- GIVEN INSTRUCTION
Copy the records below word for word, starting at the line containing "Locate every instance of the chandelier" and continuing through the final line of the records.

- SUPPLIED INFORMATION
[Begin]

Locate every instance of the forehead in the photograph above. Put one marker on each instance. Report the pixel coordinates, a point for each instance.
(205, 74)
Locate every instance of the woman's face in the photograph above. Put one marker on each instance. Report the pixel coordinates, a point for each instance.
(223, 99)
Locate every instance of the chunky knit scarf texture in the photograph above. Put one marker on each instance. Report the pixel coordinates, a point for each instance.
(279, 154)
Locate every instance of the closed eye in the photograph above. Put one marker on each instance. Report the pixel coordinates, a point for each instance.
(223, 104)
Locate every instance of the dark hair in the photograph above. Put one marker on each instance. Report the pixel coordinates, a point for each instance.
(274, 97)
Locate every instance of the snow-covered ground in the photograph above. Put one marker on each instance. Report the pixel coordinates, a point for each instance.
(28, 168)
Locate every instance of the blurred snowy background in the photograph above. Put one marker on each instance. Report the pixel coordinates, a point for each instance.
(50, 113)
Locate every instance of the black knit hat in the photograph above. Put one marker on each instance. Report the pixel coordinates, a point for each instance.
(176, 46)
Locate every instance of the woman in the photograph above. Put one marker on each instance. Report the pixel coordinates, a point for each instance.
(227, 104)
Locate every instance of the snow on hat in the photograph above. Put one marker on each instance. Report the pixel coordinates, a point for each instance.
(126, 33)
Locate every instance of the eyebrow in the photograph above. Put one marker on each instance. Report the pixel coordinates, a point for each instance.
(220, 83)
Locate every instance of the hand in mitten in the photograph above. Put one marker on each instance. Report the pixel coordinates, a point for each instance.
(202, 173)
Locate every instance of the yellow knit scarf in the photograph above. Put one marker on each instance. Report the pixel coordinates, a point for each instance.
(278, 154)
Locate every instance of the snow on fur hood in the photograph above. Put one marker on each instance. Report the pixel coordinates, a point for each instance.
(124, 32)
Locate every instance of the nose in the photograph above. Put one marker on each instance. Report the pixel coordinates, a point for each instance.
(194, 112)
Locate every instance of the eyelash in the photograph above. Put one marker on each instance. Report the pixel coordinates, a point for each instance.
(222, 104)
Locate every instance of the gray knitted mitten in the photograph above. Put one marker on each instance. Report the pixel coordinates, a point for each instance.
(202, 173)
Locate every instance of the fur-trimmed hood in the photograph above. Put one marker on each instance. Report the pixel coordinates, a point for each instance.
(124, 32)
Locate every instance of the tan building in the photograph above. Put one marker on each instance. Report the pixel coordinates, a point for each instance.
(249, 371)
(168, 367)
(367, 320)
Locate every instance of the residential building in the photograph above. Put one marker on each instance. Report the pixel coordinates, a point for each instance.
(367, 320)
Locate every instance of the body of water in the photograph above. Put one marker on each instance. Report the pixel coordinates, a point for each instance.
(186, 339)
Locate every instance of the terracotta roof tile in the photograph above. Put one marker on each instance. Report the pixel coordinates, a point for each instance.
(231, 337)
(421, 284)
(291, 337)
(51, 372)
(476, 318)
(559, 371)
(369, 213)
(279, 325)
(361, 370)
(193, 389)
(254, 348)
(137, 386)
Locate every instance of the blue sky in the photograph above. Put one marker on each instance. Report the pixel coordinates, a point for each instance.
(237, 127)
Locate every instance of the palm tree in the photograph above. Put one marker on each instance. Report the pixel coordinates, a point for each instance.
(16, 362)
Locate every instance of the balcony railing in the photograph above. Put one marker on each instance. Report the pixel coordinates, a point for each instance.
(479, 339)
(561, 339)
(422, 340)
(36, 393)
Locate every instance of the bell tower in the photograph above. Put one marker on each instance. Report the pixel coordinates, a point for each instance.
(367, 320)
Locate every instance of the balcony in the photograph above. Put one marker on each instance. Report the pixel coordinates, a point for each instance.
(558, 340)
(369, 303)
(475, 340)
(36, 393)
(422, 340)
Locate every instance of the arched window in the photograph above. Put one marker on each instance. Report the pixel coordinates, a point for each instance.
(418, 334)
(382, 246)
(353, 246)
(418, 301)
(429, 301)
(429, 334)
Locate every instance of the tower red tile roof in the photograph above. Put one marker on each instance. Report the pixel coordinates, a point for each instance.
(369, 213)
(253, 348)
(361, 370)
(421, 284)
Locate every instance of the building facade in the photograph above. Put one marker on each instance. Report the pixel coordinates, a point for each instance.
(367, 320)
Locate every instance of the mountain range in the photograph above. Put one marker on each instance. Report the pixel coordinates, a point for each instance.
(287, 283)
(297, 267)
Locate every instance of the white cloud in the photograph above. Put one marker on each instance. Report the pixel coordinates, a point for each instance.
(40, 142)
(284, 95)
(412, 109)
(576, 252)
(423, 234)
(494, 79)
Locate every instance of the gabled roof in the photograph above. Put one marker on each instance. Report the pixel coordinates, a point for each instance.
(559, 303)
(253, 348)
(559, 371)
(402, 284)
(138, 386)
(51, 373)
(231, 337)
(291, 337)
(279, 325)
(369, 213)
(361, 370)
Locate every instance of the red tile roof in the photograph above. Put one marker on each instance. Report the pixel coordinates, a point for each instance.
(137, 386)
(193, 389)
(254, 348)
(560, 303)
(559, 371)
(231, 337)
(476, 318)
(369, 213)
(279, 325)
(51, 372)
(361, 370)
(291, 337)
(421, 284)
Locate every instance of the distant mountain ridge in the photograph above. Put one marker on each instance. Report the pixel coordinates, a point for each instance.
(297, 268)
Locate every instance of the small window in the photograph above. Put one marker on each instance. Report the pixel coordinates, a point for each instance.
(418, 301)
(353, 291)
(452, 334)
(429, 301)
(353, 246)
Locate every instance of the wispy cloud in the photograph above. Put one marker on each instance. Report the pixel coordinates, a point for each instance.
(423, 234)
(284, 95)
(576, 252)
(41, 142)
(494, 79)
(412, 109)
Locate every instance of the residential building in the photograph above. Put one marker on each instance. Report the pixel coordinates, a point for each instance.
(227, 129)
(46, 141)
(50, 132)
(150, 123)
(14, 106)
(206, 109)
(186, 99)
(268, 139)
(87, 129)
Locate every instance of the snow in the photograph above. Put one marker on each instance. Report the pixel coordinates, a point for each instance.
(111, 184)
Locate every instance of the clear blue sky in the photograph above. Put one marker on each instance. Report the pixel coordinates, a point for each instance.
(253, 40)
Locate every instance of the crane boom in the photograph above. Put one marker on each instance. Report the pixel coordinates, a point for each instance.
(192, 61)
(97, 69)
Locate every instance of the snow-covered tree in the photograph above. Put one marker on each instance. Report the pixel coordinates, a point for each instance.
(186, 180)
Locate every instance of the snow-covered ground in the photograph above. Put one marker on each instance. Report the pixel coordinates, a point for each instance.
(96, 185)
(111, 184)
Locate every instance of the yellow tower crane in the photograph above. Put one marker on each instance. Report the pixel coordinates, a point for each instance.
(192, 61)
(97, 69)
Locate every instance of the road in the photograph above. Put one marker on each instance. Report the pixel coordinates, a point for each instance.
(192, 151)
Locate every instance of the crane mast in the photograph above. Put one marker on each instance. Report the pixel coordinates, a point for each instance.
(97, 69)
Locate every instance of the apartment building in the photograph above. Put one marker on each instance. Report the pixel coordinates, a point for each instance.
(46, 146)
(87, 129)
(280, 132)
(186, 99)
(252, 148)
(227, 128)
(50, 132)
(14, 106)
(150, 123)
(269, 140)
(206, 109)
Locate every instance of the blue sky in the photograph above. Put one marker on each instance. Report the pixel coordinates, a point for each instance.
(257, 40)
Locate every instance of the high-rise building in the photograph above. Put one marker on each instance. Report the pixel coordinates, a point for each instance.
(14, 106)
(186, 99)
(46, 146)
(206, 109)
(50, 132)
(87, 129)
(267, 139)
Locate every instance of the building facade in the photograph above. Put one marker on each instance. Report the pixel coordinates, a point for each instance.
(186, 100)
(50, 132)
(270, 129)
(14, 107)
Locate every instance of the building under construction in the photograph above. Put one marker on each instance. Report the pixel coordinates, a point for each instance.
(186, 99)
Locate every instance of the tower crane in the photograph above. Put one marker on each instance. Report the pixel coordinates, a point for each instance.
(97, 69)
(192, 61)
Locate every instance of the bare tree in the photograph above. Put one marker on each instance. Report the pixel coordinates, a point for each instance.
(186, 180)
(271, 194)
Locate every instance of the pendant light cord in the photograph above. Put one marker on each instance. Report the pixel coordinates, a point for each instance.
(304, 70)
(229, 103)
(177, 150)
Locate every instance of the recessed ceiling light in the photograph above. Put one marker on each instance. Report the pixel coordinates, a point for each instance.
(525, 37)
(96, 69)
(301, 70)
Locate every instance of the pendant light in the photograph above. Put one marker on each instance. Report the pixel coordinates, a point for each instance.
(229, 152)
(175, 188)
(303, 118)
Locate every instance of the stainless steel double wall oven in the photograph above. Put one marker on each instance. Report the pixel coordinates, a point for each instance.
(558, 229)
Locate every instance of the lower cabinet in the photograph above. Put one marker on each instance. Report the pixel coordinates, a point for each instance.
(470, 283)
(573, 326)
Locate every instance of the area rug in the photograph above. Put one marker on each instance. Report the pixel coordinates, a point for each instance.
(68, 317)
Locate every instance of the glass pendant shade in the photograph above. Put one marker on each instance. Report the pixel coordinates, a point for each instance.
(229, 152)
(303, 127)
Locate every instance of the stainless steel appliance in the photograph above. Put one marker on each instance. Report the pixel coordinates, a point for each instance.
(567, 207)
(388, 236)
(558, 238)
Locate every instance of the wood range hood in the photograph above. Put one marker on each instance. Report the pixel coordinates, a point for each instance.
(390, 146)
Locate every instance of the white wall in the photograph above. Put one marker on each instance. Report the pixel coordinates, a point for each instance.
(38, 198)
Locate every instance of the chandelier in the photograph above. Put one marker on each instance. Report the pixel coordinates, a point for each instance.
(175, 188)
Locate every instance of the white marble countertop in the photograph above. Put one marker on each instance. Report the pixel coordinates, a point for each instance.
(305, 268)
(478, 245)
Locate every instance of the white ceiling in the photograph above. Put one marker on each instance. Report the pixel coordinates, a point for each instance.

[End]

- RESULT
Locate every instance of the chandelier in the photograph above. Put one marker on each instance. Report the pixel coordinates, a point for each instance.
(175, 188)
Locate every instance of the white marble countertop in the photograph above. Put one marker on each instance. Report the pixel coordinates, a point for each instance.
(305, 268)
(478, 245)
Locate every instance of the white ceiling in the photograph above. Put one marker on each instance. Report the pixel coordinates, a point for each instance.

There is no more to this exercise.